### TASK DESCRIPTION
Read through the records below and copy each line that uses the word "ambulance".

☆ ☆ ☆ ☆ ☆ ☆ ☆

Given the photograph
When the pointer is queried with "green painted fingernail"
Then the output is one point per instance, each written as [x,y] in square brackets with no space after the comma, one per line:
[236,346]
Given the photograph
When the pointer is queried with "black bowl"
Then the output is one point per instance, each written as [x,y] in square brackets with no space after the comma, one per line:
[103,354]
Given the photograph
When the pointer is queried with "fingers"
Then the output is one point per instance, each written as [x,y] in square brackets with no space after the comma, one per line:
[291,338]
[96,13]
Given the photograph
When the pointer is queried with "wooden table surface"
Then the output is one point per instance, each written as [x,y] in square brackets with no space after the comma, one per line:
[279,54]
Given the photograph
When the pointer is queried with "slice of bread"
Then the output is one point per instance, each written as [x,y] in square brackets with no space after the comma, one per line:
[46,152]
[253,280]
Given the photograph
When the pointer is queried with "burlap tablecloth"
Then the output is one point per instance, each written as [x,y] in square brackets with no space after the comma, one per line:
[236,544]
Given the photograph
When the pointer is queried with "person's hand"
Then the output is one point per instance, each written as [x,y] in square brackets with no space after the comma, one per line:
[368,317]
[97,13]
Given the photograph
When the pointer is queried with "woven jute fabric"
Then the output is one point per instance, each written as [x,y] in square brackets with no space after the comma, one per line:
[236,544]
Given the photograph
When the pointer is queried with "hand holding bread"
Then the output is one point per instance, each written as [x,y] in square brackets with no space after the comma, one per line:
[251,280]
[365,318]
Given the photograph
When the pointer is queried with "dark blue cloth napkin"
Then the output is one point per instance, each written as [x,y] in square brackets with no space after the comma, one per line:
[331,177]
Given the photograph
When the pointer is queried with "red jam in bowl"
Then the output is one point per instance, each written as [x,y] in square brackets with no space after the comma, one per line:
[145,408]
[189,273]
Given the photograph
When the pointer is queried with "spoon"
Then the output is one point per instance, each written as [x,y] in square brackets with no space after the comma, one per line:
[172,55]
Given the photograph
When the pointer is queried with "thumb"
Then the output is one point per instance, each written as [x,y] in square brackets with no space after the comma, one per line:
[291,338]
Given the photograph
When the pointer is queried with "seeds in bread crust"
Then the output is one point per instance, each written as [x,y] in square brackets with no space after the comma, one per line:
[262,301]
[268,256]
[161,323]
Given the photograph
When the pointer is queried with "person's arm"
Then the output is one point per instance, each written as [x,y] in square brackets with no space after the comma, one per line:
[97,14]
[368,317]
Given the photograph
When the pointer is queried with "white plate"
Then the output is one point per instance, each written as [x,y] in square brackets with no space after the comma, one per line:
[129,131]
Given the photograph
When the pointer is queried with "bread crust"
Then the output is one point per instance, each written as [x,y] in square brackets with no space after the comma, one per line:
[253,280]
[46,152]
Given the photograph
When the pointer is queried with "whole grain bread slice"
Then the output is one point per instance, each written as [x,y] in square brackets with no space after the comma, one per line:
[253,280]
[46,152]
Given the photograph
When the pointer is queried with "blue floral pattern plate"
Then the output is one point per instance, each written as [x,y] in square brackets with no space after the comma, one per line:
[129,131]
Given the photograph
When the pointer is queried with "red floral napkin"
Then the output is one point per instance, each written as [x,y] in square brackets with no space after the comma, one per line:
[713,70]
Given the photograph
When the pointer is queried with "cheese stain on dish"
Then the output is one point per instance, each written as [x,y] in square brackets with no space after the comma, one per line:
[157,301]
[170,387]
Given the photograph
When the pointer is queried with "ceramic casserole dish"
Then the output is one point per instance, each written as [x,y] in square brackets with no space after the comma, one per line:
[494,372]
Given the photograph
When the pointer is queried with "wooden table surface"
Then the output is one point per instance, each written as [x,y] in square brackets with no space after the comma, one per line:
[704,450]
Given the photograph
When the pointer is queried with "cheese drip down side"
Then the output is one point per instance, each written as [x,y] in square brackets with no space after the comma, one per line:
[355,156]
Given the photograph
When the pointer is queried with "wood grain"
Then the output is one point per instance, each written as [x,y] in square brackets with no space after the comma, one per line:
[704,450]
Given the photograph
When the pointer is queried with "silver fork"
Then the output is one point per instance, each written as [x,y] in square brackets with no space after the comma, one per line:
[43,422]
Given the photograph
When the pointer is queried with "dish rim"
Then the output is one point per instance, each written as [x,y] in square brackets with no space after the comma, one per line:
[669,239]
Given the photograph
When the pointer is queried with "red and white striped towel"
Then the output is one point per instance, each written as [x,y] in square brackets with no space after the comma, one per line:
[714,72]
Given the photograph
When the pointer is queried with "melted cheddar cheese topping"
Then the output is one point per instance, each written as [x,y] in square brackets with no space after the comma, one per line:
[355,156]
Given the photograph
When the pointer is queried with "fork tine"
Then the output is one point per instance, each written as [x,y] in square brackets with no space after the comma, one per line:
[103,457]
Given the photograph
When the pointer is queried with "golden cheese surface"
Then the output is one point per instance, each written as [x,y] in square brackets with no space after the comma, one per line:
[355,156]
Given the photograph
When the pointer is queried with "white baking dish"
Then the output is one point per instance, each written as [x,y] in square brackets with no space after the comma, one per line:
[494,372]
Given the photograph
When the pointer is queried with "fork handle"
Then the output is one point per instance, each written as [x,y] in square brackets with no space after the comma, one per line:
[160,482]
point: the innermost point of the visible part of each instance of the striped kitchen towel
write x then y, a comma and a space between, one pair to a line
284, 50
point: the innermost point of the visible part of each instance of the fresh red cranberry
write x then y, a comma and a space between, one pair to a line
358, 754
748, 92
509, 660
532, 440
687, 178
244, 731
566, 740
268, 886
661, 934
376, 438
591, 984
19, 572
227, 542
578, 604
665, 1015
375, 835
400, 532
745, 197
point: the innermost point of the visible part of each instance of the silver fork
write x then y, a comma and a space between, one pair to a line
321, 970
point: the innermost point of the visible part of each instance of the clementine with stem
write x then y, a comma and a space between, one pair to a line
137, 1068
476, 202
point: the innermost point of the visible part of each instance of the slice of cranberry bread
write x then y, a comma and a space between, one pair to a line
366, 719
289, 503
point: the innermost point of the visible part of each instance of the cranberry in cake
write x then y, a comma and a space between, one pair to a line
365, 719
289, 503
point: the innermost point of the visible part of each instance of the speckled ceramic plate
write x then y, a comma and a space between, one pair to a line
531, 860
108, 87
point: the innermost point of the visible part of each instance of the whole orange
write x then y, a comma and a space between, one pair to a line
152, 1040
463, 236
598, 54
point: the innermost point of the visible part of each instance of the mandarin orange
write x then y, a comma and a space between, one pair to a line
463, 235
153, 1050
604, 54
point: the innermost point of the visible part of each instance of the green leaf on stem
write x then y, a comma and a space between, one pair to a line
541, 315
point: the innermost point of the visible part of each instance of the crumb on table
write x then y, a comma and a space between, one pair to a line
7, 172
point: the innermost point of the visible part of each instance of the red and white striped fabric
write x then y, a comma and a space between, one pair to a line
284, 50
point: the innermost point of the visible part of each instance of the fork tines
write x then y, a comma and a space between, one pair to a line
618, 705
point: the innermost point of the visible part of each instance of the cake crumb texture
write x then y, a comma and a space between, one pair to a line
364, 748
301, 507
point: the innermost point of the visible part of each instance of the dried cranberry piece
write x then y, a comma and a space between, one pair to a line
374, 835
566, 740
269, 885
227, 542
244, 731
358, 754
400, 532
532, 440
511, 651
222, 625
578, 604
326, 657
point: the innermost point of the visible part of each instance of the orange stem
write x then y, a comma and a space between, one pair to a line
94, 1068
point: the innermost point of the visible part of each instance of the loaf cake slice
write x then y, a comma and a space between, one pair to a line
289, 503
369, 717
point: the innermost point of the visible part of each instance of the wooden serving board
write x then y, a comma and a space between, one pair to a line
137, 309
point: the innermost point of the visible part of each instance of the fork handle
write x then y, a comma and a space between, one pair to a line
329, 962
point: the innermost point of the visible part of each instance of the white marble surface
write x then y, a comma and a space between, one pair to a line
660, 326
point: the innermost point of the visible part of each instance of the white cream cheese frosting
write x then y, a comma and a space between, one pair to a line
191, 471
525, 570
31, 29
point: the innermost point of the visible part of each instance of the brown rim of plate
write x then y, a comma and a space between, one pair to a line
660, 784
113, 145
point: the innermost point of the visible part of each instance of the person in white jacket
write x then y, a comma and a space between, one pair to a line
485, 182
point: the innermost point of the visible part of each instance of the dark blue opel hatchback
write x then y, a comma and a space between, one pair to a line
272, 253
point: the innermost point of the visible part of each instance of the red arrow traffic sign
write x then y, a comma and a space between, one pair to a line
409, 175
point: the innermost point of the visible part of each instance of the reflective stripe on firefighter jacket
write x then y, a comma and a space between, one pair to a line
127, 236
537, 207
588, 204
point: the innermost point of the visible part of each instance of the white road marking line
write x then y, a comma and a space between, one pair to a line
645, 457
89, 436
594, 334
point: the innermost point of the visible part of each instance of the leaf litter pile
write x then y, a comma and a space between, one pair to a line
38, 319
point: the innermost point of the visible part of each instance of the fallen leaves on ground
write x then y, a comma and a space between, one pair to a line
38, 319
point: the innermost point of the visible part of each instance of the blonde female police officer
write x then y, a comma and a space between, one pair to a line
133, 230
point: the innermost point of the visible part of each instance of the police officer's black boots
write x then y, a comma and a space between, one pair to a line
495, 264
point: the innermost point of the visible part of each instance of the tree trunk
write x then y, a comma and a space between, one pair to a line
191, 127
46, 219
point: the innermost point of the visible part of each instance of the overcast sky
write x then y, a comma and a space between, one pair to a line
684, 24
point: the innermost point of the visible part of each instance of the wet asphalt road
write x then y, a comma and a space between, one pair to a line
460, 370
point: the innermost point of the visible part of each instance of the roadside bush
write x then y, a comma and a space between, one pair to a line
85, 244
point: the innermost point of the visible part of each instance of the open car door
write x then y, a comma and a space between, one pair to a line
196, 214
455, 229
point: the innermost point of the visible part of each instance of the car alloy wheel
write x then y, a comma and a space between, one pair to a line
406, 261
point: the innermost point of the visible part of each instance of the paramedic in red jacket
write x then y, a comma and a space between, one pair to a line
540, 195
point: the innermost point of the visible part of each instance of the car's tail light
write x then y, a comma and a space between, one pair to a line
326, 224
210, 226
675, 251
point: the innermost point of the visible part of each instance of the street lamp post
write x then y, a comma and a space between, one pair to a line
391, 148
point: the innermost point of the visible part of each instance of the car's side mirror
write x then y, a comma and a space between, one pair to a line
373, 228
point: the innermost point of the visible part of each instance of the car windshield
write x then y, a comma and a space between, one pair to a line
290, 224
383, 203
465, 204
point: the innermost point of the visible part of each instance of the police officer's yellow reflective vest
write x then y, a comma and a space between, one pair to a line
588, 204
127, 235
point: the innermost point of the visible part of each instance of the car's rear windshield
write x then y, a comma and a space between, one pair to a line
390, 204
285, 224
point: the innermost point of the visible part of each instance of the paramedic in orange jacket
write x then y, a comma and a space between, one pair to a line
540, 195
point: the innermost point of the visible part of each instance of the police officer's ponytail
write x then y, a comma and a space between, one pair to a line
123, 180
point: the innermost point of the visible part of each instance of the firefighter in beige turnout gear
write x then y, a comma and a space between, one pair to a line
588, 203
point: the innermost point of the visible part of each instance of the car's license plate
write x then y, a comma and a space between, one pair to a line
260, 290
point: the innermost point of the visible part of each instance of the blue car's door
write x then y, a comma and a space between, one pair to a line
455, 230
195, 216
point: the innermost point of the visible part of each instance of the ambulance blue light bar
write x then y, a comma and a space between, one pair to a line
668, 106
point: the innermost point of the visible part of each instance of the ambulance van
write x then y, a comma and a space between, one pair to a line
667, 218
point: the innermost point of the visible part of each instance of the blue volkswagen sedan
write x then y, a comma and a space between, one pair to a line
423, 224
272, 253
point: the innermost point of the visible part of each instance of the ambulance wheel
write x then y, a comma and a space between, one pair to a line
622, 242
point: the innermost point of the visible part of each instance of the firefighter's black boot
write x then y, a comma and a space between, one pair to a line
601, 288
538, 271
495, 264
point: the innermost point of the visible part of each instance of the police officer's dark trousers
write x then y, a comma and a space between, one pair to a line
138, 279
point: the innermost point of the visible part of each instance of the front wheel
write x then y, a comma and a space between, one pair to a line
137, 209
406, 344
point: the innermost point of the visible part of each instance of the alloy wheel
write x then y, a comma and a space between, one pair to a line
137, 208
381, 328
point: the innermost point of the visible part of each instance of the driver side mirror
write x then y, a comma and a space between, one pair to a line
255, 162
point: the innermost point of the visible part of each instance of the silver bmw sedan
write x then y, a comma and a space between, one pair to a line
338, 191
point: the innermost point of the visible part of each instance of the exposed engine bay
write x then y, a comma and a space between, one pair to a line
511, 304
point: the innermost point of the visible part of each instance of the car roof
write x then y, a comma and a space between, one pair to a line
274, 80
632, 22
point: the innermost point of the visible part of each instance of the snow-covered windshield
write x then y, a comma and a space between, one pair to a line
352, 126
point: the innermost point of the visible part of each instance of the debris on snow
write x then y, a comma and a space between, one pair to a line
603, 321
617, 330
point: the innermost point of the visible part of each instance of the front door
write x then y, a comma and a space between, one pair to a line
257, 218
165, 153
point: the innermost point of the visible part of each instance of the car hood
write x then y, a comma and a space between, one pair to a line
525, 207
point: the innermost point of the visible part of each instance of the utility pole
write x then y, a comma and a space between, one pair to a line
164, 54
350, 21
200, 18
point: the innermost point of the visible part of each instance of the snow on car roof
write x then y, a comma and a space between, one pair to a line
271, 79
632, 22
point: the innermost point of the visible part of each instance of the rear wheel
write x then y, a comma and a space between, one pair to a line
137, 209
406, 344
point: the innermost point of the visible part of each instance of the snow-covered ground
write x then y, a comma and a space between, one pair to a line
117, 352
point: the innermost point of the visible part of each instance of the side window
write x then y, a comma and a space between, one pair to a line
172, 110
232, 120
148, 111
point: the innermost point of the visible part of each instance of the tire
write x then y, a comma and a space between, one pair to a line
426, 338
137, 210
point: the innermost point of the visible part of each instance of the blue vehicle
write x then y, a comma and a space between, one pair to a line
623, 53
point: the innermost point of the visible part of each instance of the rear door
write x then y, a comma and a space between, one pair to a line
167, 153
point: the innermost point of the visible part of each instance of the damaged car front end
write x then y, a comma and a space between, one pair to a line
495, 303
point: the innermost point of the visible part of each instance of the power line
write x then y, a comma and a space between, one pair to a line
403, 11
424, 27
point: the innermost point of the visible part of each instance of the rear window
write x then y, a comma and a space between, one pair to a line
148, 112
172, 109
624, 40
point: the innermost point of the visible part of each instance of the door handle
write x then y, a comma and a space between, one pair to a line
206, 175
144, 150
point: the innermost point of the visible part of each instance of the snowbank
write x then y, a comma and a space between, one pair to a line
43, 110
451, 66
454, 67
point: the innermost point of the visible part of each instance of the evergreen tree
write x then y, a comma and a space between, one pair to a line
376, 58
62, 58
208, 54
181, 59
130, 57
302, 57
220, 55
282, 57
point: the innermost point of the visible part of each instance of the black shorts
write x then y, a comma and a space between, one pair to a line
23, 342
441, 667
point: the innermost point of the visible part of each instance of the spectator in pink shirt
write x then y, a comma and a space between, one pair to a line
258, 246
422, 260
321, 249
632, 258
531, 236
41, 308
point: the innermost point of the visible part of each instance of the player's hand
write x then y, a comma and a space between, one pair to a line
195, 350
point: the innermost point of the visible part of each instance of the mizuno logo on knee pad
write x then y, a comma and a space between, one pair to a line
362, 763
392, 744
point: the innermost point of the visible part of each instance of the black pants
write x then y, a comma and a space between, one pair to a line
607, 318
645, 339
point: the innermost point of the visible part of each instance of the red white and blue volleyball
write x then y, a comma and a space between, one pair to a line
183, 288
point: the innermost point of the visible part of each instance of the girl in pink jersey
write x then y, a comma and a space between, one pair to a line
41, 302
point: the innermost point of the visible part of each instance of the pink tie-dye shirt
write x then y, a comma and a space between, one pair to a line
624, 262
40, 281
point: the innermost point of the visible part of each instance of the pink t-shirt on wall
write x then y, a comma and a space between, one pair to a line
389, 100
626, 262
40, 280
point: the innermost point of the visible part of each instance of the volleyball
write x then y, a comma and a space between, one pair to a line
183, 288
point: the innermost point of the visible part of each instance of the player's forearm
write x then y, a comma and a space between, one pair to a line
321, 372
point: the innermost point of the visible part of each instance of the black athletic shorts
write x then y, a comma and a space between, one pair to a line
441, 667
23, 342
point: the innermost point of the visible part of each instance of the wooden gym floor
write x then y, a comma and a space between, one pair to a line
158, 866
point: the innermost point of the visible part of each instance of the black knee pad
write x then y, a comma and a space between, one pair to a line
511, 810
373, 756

☆ ☆ ☆ ☆ ☆ ☆ ☆

### REPLY
point: the innermost point of the visible part of each instance of the ambulance blue light bar
point: the innermost point of the visible part of each instance of the ambulance van
point: the innermost point of the visible part of each instance of the ambulance wheel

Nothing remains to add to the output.